* [DIRECTIONS]:
Could you write out the rows below again, switching every "Return its bounding box" to "Provide the bounding box" and leaving everything else unchanged?

* [INFORMATION SHOWN]:
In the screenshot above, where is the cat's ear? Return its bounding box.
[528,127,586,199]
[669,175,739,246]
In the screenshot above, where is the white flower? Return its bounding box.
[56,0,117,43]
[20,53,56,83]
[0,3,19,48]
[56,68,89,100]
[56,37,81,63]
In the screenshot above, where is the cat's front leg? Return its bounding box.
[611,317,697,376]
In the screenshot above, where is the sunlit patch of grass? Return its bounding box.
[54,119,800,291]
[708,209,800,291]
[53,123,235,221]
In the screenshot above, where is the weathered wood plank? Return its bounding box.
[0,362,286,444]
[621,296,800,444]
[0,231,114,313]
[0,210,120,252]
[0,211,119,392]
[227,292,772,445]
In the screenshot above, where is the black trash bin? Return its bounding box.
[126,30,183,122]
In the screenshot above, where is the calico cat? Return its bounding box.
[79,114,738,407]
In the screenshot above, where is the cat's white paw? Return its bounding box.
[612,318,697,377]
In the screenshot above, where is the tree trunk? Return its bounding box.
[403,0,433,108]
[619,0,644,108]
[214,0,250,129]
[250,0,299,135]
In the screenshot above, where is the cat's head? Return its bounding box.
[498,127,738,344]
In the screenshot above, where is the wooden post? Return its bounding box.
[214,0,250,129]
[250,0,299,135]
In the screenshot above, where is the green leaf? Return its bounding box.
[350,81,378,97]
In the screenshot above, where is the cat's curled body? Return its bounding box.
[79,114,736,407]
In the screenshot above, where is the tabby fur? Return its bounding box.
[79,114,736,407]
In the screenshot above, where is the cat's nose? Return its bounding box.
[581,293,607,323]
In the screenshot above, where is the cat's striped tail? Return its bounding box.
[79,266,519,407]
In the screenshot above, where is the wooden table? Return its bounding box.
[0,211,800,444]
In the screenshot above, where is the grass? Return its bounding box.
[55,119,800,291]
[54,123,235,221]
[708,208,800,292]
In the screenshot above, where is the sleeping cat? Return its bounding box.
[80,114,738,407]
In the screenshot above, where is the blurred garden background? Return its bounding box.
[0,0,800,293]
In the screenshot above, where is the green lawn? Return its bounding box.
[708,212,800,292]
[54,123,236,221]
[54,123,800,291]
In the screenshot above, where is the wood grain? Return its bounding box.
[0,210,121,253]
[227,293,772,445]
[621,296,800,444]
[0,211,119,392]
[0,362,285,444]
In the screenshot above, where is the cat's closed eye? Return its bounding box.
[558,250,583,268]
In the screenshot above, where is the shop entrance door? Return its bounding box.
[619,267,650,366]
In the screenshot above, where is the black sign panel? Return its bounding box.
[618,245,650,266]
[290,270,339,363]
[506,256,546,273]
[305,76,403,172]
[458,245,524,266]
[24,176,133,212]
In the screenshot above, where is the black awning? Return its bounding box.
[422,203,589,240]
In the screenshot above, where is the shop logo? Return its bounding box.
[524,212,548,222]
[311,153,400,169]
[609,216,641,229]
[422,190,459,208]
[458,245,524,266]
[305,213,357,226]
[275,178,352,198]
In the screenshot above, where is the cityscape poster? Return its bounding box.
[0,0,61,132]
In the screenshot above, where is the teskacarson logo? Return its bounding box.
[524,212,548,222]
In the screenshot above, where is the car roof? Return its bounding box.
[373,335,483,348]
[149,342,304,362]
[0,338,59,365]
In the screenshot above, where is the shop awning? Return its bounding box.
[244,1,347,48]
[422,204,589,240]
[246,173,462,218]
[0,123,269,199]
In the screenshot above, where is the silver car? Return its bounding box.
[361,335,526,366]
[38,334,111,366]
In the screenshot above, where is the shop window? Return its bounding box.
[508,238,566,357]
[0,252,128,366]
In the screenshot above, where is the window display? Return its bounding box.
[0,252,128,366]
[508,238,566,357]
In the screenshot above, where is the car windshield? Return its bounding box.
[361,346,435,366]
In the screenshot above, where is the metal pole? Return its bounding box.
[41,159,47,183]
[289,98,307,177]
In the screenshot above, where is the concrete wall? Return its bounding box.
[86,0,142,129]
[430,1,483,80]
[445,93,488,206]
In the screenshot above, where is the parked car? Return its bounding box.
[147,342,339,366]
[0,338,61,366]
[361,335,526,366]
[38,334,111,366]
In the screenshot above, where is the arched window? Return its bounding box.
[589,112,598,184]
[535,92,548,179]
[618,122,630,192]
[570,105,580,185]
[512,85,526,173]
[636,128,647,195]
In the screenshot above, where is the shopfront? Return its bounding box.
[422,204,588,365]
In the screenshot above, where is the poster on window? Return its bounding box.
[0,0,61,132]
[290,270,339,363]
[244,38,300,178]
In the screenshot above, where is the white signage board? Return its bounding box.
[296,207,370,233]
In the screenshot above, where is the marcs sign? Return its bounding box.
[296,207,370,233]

* [RESPONSE BELOW]:
In the screenshot above, where is the cat's ear? Provide the bounding box.
[528,127,586,199]
[669,175,739,246]
In the screenshot above, where is the white flower? Provide the bounding box.
[56,0,117,43]
[20,53,56,83]
[0,3,19,48]
[56,68,89,100]
[56,37,81,63]
In the screenshot above, where is the cat's front leg? Provide the bounding box.
[611,317,697,376]
In the screenshot above, where is the sunlit patch of grass? Provide the bounding box.
[54,119,800,291]
[708,209,800,291]
[53,123,235,221]
In the screenshot above, where is the weathered wood plank? Provide the bounding box.
[0,362,286,444]
[621,296,800,444]
[0,231,114,313]
[0,210,120,252]
[0,211,119,392]
[227,292,772,445]
In the screenshot above, where is the black trash bin? Provide the bounding box.
[126,30,183,122]
In the screenshot above, where is the calico cat? Provide the bounding box.
[79,114,738,407]
In the screenshot above, where is the cat's white paw? Provide the bounding box.
[612,318,697,377]
In the screenshot above, where is the tree trunk? Provide the bounding box.
[403,0,433,108]
[619,0,644,108]
[214,0,250,129]
[250,0,299,135]
In the screenshot above, where is the cat's head? Provide the bounding box.
[498,127,738,344]
In the screenshot above, where is the wooden post? Provide the bounding box.
[214,0,250,129]
[250,0,299,135]
In the screenshot above, where is the green leaf? Provide the bounding box.
[350,81,378,97]
In the screenshot above, where is the cat's curled body? Provide the bounding box.
[79,114,736,407]
In the screenshot above, where is the tabby fur? Provide the bounding box.
[79,114,736,407]
In the screenshot above, where is the cat's nose? Provide the bounding box.
[581,293,607,323]
In the screenshot above, where is the cat's striped tail? Provide the bounding box.
[79,266,519,407]
In the screenshot above, where is the wooden table? Provide the bounding box.
[0,211,800,444]
In the screenshot above, where is the grass? Provide the bounding box.
[55,119,800,291]
[54,123,235,221]
[708,208,800,292]
In the screenshot above, where is the sleeping cat? Provide the bounding box.
[80,114,738,407]
In the screenshot above, where is the blurred garden background? Provide the bounding box.
[0,0,800,293]
In the screenshot above, where is the green lawn? Provide the bounding box.
[708,212,800,292]
[54,123,236,221]
[54,123,800,291]
In the screenshot above, where is the wood grain? Provide the bounding box.
[0,210,121,253]
[227,293,772,445]
[621,296,800,444]
[0,211,119,392]
[0,362,285,444]
In the screenshot above, where is the cat's closed eye? Provide the bounding box.
[558,250,583,268]
In the screenshot above, where is the shop entrance door? Provide the bounding box.
[619,267,650,366]
In the screenshot above, where is the black sign panel? Provide the bounding box.
[618,245,650,266]
[290,270,339,363]
[506,256,546,273]
[305,76,403,172]
[458,245,524,266]
[24,176,133,212]
In the screenshot above, where is the black awning? Provide the bounding box.
[422,203,589,240]
In the screenshot above, where is the shop logo? Provide the bounding box.
[524,212,548,222]
[311,153,400,169]
[609,216,641,229]
[422,190,459,208]
[458,245,524,266]
[305,213,357,226]
[275,178,352,198]
In the screenshot above, where is the cityscape poster? Provide the bounding box.
[0,0,61,132]
In the screenshot above, where is the teskacarson logo? Provide the bounding box.
[524,212,548,222]
In the screenshot above, where is the car roof? Provide the bounding box.
[373,335,483,348]
[149,342,304,362]
[0,338,59,365]
In the screenshot above, where is the shop awning? Provide the bounding box.
[244,1,347,48]
[422,204,589,240]
[246,173,462,218]
[0,123,269,199]
In the screenshot above, where is the silver car? Provide the bounding box.
[361,335,526,366]
[38,334,111,366]
In the screenshot above, where is the shop window? Provide the bounding box.
[508,238,566,357]
[0,252,128,366]
In the screenshot above, where is the window display? Provide the bounding box.
[0,252,128,366]
[508,238,566,357]
In the screenshot above, where is the car windshield? Provide the bounding box.
[361,346,435,366]
In the screenshot above, where is the metal pole? Provide the bounding box.
[41,159,47,183]
[289,98,307,177]
In the screenshot above, where is the concrete wall? Provide the bounding box.
[86,0,142,129]
[430,1,483,80]
[445,93,488,206]
In the screenshot above, where is the parked car? Provide the bounding box.
[147,342,339,366]
[0,338,61,366]
[361,335,526,366]
[38,334,111,366]
In the screenshot above, where is the arched window? Provide the bounding box.
[589,112,598,184]
[535,92,548,179]
[618,122,630,192]
[570,105,580,185]
[512,85,526,173]
[636,128,647,195]
In the screenshot above, where is the shopfront? Provide the bounding box.
[422,204,588,365]
In the screenshot above, where is the poster on window? Provide the bounding box.
[0,0,61,132]
[290,270,339,363]
[244,38,300,178]
In the screenshot above, where is the white signage board? Provide the bounding box.
[296,207,370,233]
In the screenshot above, where is the marcs sign? Provide the bounding box.
[296,207,370,233]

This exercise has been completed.